DATA PROVIDED:
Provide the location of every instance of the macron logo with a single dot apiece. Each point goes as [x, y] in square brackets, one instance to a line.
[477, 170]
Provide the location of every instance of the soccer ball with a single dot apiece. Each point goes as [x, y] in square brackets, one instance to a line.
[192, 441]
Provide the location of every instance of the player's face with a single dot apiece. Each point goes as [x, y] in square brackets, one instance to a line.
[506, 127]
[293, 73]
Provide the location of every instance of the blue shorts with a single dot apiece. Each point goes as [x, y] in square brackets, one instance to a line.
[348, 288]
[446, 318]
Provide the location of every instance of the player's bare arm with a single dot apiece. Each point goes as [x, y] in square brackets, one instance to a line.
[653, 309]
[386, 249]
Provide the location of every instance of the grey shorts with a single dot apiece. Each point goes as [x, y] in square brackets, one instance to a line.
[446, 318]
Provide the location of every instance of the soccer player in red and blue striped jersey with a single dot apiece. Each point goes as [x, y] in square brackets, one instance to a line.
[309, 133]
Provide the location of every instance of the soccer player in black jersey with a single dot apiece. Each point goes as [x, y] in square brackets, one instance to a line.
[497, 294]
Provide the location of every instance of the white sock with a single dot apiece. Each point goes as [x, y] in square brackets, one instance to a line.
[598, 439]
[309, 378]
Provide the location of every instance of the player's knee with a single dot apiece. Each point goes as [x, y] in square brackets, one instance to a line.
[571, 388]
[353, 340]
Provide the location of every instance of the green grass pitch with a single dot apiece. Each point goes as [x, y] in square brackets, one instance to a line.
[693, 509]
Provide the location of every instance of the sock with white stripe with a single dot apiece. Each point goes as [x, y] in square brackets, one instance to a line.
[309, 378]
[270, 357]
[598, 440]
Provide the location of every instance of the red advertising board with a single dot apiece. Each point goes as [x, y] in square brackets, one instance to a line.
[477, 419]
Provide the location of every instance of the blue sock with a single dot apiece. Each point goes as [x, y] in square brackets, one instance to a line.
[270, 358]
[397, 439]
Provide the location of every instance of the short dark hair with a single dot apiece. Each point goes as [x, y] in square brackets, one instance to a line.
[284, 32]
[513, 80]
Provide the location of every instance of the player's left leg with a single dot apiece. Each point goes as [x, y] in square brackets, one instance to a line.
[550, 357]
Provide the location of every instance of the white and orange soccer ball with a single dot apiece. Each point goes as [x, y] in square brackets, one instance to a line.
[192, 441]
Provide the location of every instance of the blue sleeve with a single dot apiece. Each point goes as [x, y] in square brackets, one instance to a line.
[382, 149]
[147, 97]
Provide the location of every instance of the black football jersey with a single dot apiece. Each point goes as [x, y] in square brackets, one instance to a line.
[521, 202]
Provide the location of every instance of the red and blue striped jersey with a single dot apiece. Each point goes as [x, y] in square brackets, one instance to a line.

ACTIVITY:
In full and without change, transcribe the entries.

EXERCISE ANSWER:
Provide the location of every instance of the macron logo with a single dot apiece. Each point goes as [x, y] in square brackets, one instance to a line.
[477, 170]
Provide the location of every instance of the soccer ball with a single dot apiece. Each point goes as [x, y] in square brackets, one instance to a line.
[192, 441]
Provide the location of every instance of the player's face with a single dot apiece. Each point goes as [x, y] in square brackets, one instance to a line.
[506, 127]
[293, 73]
Provide the location of every instance of the blue shorts with a single dot apiece. Each point goes as [x, y] in square brackets, one instance to a line.
[348, 288]
[446, 318]
Provide the location of every instance of the player's bare arm with a single dot apiece. Each point goes as [x, y] in square brackets, one instance to a line.
[653, 309]
[386, 249]
Provide the location of every instance of the grey shorts with a single dot apiece. Each point goes as [x, y] in square brackets, one instance to a line.
[446, 318]
Provide the location of every instance of the soccer player in red and blue striped jersey with a single dot apiece. Each point goes as [x, y] in square brackets, one instance to a line.
[309, 133]
Provide the location of every instance of the soccer player in black jersey with a single dot apiece. Each point goes as [x, y] in square brackets, one instance to a line.
[497, 294]
Provide the location of every instance of the white sock with a single dot apiece. Each point goes as [x, y] in square brackets, one instance to a line.
[598, 439]
[309, 378]
Provide the location of every instance of the player's knee with a single dot apiece. Each point goes as [x, y] in square brackets, one instance to a line.
[571, 388]
[353, 340]
Provide the location of every instance of the green grass pitch with a single dot apiece. Each point goes as [x, y] in square brackets, one instance to a line.
[693, 509]
Provide the location of every instance of the sock with white stripe with a single dot apiece. Each point goes as [x, y] in square brackets, one instance to a line.
[309, 378]
[270, 357]
[598, 440]
Provide the location of every instance of the red advertising board with a single dot apiece. Each point goes as [x, y] in square brackets, one instance to a line.
[477, 419]
Provide the location of every instance of the blue sock with a single dot apiece. Each point goes as [x, y] in square brackets, one instance to a line.
[270, 358]
[397, 439]
Provide the location of every instance of the short dark hair with a single dot apiece. Each point goes as [x, y] in square brackets, one instance to a line.
[284, 32]
[513, 80]
Provide the location of every instance of the player's left leg with a single dot apiece. Each point goes as [x, y] in square brackets, one instance to a line.
[550, 357]
Provide the location of every instance of the white and orange soccer ball with a single dot apiece. Each point goes as [x, y] in square brackets, one instance to a line.
[192, 441]
Provide the location of every instance of the blue sleeve with a single dot apiece. Each point goes as [x, y] in square brackets, one instance to a line.
[382, 149]
[147, 97]
Provide the location of every instance of the black football jersey with a single dot apiece. Each point goes as [x, y] in square brackets, one instance to a line.
[521, 202]
Provide the location of every instance of the red and blue striped jersey with a single dot apiece. Each point goes as [x, y] in square brackets, one instance to a line.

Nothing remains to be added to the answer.